═════ Dataset records ═════

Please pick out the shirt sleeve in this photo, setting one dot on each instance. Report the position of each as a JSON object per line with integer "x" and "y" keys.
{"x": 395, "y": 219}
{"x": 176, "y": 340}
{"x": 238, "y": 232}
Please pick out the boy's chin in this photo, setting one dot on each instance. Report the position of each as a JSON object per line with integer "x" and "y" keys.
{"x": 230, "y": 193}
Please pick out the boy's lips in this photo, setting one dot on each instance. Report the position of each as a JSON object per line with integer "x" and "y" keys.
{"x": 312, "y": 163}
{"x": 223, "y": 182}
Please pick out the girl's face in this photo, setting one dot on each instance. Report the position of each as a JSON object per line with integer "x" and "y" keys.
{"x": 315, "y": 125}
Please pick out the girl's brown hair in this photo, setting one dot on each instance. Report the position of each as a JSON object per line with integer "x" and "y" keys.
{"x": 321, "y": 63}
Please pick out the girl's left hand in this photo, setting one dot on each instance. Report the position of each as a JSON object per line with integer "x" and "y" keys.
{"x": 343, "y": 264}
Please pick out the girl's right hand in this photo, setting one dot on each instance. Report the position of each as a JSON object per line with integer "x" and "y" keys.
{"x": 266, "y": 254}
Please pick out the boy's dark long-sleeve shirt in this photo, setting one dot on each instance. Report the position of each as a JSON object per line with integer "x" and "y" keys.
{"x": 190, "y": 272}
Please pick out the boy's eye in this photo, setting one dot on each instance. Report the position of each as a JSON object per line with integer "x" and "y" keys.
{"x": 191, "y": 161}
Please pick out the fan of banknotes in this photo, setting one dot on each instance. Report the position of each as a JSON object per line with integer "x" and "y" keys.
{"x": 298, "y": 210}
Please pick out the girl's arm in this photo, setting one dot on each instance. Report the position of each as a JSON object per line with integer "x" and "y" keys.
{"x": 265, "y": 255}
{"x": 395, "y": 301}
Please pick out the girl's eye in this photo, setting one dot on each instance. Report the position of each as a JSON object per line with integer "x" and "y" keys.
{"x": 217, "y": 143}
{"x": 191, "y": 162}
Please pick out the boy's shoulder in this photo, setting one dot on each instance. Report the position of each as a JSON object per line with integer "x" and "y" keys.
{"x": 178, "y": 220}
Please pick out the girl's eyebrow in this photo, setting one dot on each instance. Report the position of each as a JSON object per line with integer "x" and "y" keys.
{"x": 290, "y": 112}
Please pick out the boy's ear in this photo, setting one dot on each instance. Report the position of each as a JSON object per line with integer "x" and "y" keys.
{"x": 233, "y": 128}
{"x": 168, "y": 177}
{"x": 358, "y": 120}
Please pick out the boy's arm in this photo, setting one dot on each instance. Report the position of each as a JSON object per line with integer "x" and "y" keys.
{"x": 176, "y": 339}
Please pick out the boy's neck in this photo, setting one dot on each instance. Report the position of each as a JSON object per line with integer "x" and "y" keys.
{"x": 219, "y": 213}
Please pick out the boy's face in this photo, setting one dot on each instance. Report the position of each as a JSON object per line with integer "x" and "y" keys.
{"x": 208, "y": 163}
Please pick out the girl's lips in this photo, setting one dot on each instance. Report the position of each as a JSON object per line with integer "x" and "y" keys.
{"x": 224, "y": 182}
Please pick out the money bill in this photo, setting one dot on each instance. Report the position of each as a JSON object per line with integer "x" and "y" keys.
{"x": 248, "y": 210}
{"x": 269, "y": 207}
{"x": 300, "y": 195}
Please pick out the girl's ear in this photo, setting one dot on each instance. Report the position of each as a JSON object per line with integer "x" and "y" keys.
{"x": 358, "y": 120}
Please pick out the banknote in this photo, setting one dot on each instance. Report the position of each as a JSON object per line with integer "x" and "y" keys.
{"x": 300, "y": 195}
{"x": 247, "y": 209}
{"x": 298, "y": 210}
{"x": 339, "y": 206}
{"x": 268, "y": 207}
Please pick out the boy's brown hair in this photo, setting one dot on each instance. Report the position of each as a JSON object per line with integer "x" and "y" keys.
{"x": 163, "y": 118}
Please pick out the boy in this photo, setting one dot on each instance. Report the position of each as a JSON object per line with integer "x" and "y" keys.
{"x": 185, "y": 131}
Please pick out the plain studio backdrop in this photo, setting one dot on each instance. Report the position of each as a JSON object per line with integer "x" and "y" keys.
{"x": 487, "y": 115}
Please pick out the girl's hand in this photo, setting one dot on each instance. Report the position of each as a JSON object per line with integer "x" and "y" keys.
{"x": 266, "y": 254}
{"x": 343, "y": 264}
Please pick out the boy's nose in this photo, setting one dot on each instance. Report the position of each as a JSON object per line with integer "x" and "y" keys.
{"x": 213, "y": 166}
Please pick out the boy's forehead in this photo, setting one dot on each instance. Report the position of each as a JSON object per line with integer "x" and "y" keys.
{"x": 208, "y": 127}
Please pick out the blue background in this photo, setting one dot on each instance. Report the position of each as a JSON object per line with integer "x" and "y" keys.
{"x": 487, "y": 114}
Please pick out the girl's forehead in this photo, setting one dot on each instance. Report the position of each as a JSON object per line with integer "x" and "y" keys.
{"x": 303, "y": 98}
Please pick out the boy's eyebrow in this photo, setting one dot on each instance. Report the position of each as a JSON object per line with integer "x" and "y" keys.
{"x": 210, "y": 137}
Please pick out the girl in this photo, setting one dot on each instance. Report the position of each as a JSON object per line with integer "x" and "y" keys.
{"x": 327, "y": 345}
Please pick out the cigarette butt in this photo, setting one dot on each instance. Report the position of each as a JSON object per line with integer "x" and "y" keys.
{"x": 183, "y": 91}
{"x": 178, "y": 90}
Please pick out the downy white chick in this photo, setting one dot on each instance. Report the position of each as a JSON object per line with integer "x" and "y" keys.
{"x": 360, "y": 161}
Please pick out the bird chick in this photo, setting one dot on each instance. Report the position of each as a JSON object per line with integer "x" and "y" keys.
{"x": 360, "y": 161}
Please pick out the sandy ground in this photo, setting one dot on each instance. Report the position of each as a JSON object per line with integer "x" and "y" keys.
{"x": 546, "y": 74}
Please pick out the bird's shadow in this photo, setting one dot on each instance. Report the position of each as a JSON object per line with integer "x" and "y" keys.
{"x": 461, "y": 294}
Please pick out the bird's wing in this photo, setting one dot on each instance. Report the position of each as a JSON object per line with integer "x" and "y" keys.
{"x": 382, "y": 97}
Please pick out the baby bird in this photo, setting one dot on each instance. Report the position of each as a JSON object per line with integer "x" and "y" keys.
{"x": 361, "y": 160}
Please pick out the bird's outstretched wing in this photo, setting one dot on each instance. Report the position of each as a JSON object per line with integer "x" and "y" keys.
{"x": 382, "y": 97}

═════

= Problem details =
Each entry needs to be transcribed exactly.

= Reply to the task =
Please pick out the shirt sleeve in this photo, setting one dot on each instance. Report the position of each as a JSON object per line with integer "x" and "y" keys.
{"x": 395, "y": 219}
{"x": 176, "y": 340}
{"x": 238, "y": 232}
Please pick out the boy's chin in this photo, setting one dot on each instance. Report the position of each as a JSON object per line with integer "x" and "y" keys.
{"x": 230, "y": 193}
Please pick out the boy's lips in this photo, setting one dot on each instance. Report the position of each as a JSON object per line with integer "x" and "y" keys.
{"x": 312, "y": 163}
{"x": 223, "y": 182}
Please pick out the girl's face in this photo, setting one dot on each instance. Report the position of each as a JSON object per line with integer "x" and "y" keys.
{"x": 315, "y": 125}
Please pick out the girl's brown hair in this photo, setting one dot on each instance. Report the position of each as a JSON object per line with integer "x" and "y" keys.
{"x": 321, "y": 63}
Please pick out the girl's left hand in this photo, setting one dot on each instance. Report the position of each as a JSON object per line with integer "x" and "y" keys.
{"x": 343, "y": 264}
Please pick out the girl's right hand in this photo, setting one dot on each instance. Report the position of each as a JSON object per line with integer "x" and "y" keys.
{"x": 266, "y": 254}
Please pick out the boy's dark long-sleeve shirt in this photo, setting one dot on each instance. Report the position of each as a JSON object per line with integer "x" and "y" keys.
{"x": 190, "y": 272}
Please pick out the boy's eye in this photo, setting one dot on each instance. Report the position of each as a JSON object per line with integer "x" and "y" keys.
{"x": 191, "y": 161}
Please pick out the fan of banknotes in this photo, setting one dot on each instance. Report the position of each as a JSON object per line with integer "x" and "y" keys.
{"x": 298, "y": 210}
Please pick out the girl's arm in this photo, setting one dot on each instance. Report the position of each as a JSON object per line with integer "x" and "y" keys.
{"x": 265, "y": 255}
{"x": 395, "y": 301}
Please pick out the girl's eye in this photo, setting one dot on each instance. Report the position of each as a JSON object per line with integer "x" and "y" keys.
{"x": 217, "y": 143}
{"x": 191, "y": 162}
Please pick out the boy's shoulder in this photo, setting one dot on each instance. Report the position of each as a JSON object per line with integer "x" and "y" keys.
{"x": 178, "y": 220}
Please pick out the girl's eyebrow in this photo, setting one dot on each instance. Report the position of each as a JSON object per line with integer "x" and "y" keys.
{"x": 290, "y": 112}
Please pick out the boy's ear in this photo, setting one dot on each instance. Report the position of each as a JSON object per line with integer "x" and "y" keys.
{"x": 233, "y": 128}
{"x": 168, "y": 177}
{"x": 358, "y": 120}
Please pick out the boy's arm in this photo, setting one dot on each instance. Report the position of each as a JSON object per line with integer "x" and "y" keys.
{"x": 176, "y": 339}
Please pick out the boy's neck in this photo, setting one dot on each instance. Report the position of each as a JSON object per line with integer "x" and "y" keys.
{"x": 219, "y": 213}
Please pick out the boy's face in this photo, setting one dot on each instance. Report the position of each as a JSON object per line with integer "x" and "y" keys.
{"x": 208, "y": 163}
Please pick out the girl's lips in this photo, setting one dot on each instance. Report the position of each as a JSON object per line with integer "x" and "y" keys.
{"x": 224, "y": 182}
Please pick out the money bill in this photo, setting one dot on each instance. Report the position of each as a JSON object per line with integer "x" and "y" keys.
{"x": 248, "y": 210}
{"x": 269, "y": 207}
{"x": 300, "y": 195}
Please pick out the girl's ear in this photo, setting one dot on each instance. Report the position of each as a JSON object per line with integer "x" and "y" keys.
{"x": 358, "y": 120}
Please pick out the banknote in this photo, setting one dot on each instance. Report the position of each as a JSON object per line with integer "x" and "y" keys.
{"x": 300, "y": 195}
{"x": 247, "y": 209}
{"x": 298, "y": 210}
{"x": 339, "y": 206}
{"x": 268, "y": 207}
Please pick out the boy's brown hair in this photo, setting one dot on each instance. Report the position of each as a JSON object per line with integer "x" and "y" keys.
{"x": 163, "y": 118}
Please pick out the boy in this photo, setting one dot on each instance. Report the position of each as a JSON object per line with integer "x" and "y" keys.
{"x": 185, "y": 131}
Please pick out the plain studio backdrop in this photo, setting one dot on each instance. Report the position of each as a JSON object per line with integer "x" and "y" keys.
{"x": 487, "y": 115}
Please pick out the girl's hand in this photo, setting one dot on each instance. Report the position of each as a JSON object per line with integer "x" and "y" keys.
{"x": 266, "y": 254}
{"x": 343, "y": 264}
Please pick out the boy's nose in this photo, setting one dot on each instance. Report the position of each as a JSON object per line with integer "x" and "y" keys.
{"x": 213, "y": 166}
Please pick out the boy's forehead in this photo, setting one dot on each instance. Report the position of each as a JSON object per line with integer "x" and "y" keys.
{"x": 208, "y": 127}
Please pick out the blue background in this photo, setting one dot on each instance. Report the position of each as a JSON object per line with integer "x" and "y" keys.
{"x": 487, "y": 114}
Please pick out the girl's forehead in this photo, setting one dot on each instance. Report the position of each as a JSON object per line with integer "x" and "y" keys.
{"x": 303, "y": 98}
Please pick out the boy's eyebrow in this photo, setting one dot on each instance. Report the position of each as a JSON object per line with integer "x" and "y" keys.
{"x": 210, "y": 137}
Please pick out the girl in this photo, setting one dot on each instance. Report the position of each as a JSON object per line with integer "x" and "y" keys.
{"x": 327, "y": 345}
Please pick out the cigarette butt in this photo, setting one dot on each instance. Report the position of each as a JSON object per line with integer "x" and "y" keys.
{"x": 183, "y": 91}
{"x": 178, "y": 90}
Please pick out the downy white chick in this photo, setting one dot on each instance. Report the position of each as a JSON object per line with integer "x" and "y" keys.
{"x": 360, "y": 161}
Please pick out the bird chick in this photo, setting one dot on each instance. Report the position of each as a JSON object per line with integer "x" and "y" keys.
{"x": 360, "y": 161}
Please pick out the sandy ground in this photo, setting one dot on each instance. Report the position of each as a JSON object per line with integer "x" and "y" keys.
{"x": 546, "y": 74}
Please pick out the bird's shadow in this photo, setting one dot on each instance. Report the position of each as a JSON object per line with integer "x" and "y" keys.
{"x": 461, "y": 294}
Please pick out the bird's wing in this photo, setting one dot on each instance. Report the position of each as a JSON object per line with integer "x" and "y" keys.
{"x": 382, "y": 97}
Please pick out the baby bird in this photo, setting one dot on each instance. Report the position of each as a JSON object per line with integer "x" and "y" keys.
{"x": 361, "y": 160}
Please pick out the bird's outstretched wing in this photo, setting one dot on each instance. Report the position of each as a JSON object per line with integer "x" and "y" keys.
{"x": 382, "y": 97}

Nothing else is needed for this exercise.